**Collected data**
*** Begin section ***

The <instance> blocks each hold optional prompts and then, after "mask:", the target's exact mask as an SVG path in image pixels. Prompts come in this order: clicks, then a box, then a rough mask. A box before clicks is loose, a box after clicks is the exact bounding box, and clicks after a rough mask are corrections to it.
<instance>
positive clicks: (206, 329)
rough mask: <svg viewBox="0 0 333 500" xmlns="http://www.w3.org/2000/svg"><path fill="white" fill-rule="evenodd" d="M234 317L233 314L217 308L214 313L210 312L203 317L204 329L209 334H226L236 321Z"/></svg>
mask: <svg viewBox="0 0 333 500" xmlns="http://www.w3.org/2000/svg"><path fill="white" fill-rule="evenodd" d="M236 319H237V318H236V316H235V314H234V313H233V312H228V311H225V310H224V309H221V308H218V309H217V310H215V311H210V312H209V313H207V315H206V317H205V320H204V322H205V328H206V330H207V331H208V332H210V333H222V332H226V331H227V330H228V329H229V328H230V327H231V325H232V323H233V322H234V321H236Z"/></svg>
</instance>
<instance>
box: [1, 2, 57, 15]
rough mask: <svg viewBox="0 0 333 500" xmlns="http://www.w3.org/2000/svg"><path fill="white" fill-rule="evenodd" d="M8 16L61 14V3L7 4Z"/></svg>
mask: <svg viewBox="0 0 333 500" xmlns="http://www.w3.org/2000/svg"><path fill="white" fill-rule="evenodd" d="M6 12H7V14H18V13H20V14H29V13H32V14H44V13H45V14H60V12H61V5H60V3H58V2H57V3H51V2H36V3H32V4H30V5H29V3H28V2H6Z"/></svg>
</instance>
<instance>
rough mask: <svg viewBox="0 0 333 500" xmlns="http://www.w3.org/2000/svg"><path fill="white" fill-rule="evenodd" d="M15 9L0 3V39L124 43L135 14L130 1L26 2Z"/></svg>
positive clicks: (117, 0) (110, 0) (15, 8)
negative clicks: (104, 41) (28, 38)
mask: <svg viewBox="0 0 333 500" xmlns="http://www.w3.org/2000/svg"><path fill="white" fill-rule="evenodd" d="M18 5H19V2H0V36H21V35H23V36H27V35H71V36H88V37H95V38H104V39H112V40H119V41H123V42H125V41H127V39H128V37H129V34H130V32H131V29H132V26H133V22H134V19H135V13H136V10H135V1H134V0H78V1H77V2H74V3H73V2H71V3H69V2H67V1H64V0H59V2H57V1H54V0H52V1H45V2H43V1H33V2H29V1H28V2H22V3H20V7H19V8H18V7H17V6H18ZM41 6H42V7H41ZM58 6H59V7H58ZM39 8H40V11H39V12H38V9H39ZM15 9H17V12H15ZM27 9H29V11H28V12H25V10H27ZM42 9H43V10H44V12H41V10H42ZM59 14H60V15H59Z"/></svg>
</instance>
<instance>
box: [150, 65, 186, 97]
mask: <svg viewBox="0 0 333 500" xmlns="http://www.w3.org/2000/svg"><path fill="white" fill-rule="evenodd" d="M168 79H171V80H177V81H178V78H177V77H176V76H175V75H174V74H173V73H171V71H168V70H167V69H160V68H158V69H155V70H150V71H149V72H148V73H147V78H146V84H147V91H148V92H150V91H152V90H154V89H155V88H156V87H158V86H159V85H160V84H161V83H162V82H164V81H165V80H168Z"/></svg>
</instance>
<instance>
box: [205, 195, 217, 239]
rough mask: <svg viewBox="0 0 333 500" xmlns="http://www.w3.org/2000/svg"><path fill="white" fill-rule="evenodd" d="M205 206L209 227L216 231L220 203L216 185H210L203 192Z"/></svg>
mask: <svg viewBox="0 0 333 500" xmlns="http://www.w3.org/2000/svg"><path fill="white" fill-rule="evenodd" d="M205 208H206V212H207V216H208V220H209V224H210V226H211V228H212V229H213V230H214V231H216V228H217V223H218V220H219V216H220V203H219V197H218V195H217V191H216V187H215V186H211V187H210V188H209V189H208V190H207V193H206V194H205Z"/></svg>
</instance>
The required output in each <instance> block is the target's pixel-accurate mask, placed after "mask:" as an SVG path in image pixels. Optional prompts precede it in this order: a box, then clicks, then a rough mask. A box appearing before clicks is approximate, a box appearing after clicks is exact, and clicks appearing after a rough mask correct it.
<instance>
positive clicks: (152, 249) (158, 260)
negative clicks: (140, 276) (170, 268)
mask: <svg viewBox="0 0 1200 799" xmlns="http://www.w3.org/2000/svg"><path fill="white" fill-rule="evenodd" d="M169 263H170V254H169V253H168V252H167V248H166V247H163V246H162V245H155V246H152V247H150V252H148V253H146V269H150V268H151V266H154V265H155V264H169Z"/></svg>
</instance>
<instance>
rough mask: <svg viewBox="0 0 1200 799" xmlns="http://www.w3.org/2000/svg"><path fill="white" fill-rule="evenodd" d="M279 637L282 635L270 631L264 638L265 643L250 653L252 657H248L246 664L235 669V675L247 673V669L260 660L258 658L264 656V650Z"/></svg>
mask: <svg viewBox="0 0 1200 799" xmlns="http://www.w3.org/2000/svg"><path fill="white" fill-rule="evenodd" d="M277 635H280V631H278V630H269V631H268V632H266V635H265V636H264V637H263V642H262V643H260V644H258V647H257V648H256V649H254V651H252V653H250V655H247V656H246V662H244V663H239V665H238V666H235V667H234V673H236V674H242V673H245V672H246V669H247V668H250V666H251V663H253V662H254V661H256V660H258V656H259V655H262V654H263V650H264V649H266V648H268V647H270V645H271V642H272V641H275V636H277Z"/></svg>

*** End section ***

**Exercise details**
Print out each record above exactly, with nothing omitted.

**Exercise response**
The <instance> blocks each hold optional prompts and then, after "mask:", the target's exact mask as an SVG path in image pixels. Prompts come in this order: clicks, then a box, then a rough mask. A box before clicks is loose, a box after clicks is the exact bounding box, and clicks after a rough mask are corrections to it.
<instance>
positive clicks: (206, 329)
rough mask: <svg viewBox="0 0 333 500" xmlns="http://www.w3.org/2000/svg"><path fill="white" fill-rule="evenodd" d="M234 317L233 314L217 308L214 313L210 312L203 317L204 329L209 334H226L236 321Z"/></svg>
mask: <svg viewBox="0 0 333 500" xmlns="http://www.w3.org/2000/svg"><path fill="white" fill-rule="evenodd" d="M236 319H237V318H236V316H235V314H234V313H233V312H228V311H225V310H224V309H221V308H218V309H217V310H215V311H210V312H209V313H207V315H206V317H205V320H204V322H205V328H206V330H207V331H208V332H210V333H222V332H226V331H227V330H228V329H229V328H230V327H231V325H232V323H233V322H234V321H236Z"/></svg>
</instance>
<instance>
box: [1, 2, 57, 15]
rough mask: <svg viewBox="0 0 333 500" xmlns="http://www.w3.org/2000/svg"><path fill="white" fill-rule="evenodd" d="M8 16L61 14V3L7 4Z"/></svg>
mask: <svg viewBox="0 0 333 500" xmlns="http://www.w3.org/2000/svg"><path fill="white" fill-rule="evenodd" d="M6 12H7V14H18V13H20V14H29V13H32V14H44V13H45V14H60V12H61V5H60V3H58V2H57V3H51V2H36V3H32V4H30V5H29V3H28V2H6Z"/></svg>
</instance>
<instance>
rough mask: <svg viewBox="0 0 333 500" xmlns="http://www.w3.org/2000/svg"><path fill="white" fill-rule="evenodd" d="M15 9L0 3V39L124 43L135 14L130 1L26 2Z"/></svg>
positive clicks: (117, 0) (110, 0) (15, 8)
negative clicks: (104, 41) (28, 38)
mask: <svg viewBox="0 0 333 500" xmlns="http://www.w3.org/2000/svg"><path fill="white" fill-rule="evenodd" d="M18 5H19V2H0V36H21V35H23V36H27V35H71V36H88V37H95V38H104V39H112V40H119V41H123V42H125V41H127V39H128V37H129V34H130V32H131V29H132V26H133V22H134V19H135V13H136V10H135V1H134V0H78V1H77V2H74V3H73V2H71V3H69V2H67V1H64V0H59V2H57V1H54V0H52V1H45V2H43V1H33V2H29V1H28V2H22V3H20V7H19V8H18V7H17V6H18ZM41 6H42V7H41ZM58 6H59V7H58ZM39 8H40V11H39V12H38V9H39ZM15 9H17V12H15ZM27 9H29V11H28V12H25V10H27ZM42 9H43V10H44V12H41V10H42ZM59 14H60V15H59Z"/></svg>
</instance>
<instance>
box: [150, 65, 186, 97]
mask: <svg viewBox="0 0 333 500" xmlns="http://www.w3.org/2000/svg"><path fill="white" fill-rule="evenodd" d="M168 79H171V80H177V81H178V78H177V77H176V76H175V75H174V74H173V73H171V71H168V70H167V69H160V68H158V69H155V70H150V71H149V72H148V73H147V78H146V84H147V91H148V92H150V91H152V90H154V89H155V88H156V87H158V86H159V85H160V84H161V83H162V82H164V81H165V80H168Z"/></svg>
</instance>
<instance>
box: [205, 195, 217, 239]
rough mask: <svg viewBox="0 0 333 500" xmlns="http://www.w3.org/2000/svg"><path fill="white" fill-rule="evenodd" d="M205 206L209 227L216 231L220 203L216 185H210L203 192Z"/></svg>
mask: <svg viewBox="0 0 333 500" xmlns="http://www.w3.org/2000/svg"><path fill="white" fill-rule="evenodd" d="M205 208H206V212H207V216H208V220H209V224H210V226H211V228H212V229H213V230H214V231H216V228H217V223H218V220H219V216H220V203H219V197H218V195H217V191H216V187H215V186H211V187H210V188H209V189H208V190H207V193H206V194H205Z"/></svg>
</instance>
The required output in each <instance> block is the target's pixel-accurate mask, placed after "mask:" as an SVG path in image pixels. Optional prompts precede it in this order: a box, then clicks, then a rough mask. A box appearing before clicks is approximate, a box appearing after clicks is exact, and clicks appearing after a rough mask correct it.
<instance>
positive clicks: (152, 249) (158, 260)
negative clicks: (140, 276) (170, 268)
mask: <svg viewBox="0 0 1200 799" xmlns="http://www.w3.org/2000/svg"><path fill="white" fill-rule="evenodd" d="M169 263H170V254H169V253H168V252H167V248H166V247H163V246H162V245H155V246H152V247H150V252H148V253H146V269H150V268H151V266H154V265H155V264H169Z"/></svg>
</instance>
<instance>
rough mask: <svg viewBox="0 0 1200 799" xmlns="http://www.w3.org/2000/svg"><path fill="white" fill-rule="evenodd" d="M279 637L282 635L270 631L264 638L265 643L250 653L252 657H248L246 664L235 669V675L247 673V669L260 660L258 658L264 656V650Z"/></svg>
mask: <svg viewBox="0 0 1200 799" xmlns="http://www.w3.org/2000/svg"><path fill="white" fill-rule="evenodd" d="M277 635H280V631H278V630H269V631H268V632H266V635H265V636H264V637H263V642H262V643H260V644H258V647H257V648H256V649H254V651H252V653H250V655H247V656H246V662H244V663H239V665H238V666H235V667H234V673H236V674H242V673H245V672H246V669H247V668H250V666H251V663H253V662H254V661H256V660H258V656H259V655H262V654H263V650H264V649H266V648H268V647H270V645H271V642H272V641H275V636H277Z"/></svg>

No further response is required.